§ **Goal**
Update the records below by changing each "child stretching" to "child reaching up" and keeping everything else the same. Leave the pictures out.

§ **Rows**
___
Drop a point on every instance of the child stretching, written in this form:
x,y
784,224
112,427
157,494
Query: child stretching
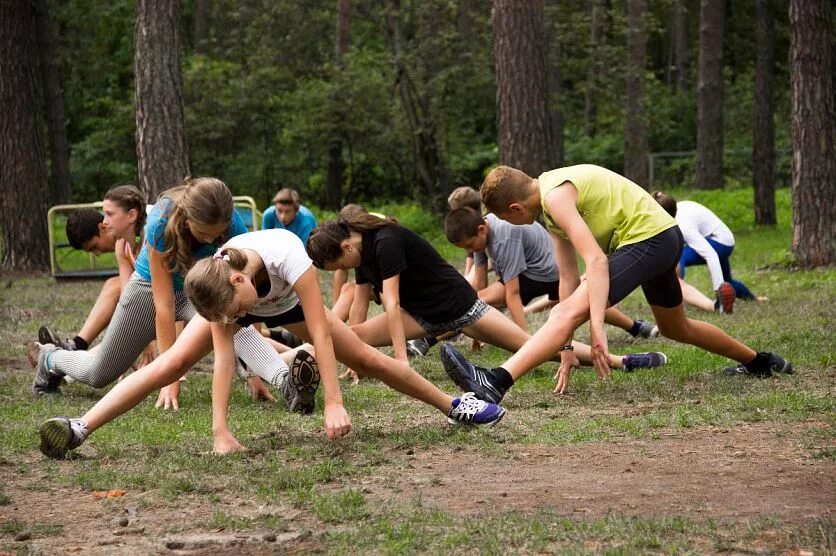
x,y
626,240
261,277
524,261
182,228
422,294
___
§ **Exercise answer**
Drop a point on every instance of the child reaching up, written in this form:
x,y
784,224
112,427
157,494
Query: child reaching up
x,y
626,240
261,277
524,261
182,228
422,294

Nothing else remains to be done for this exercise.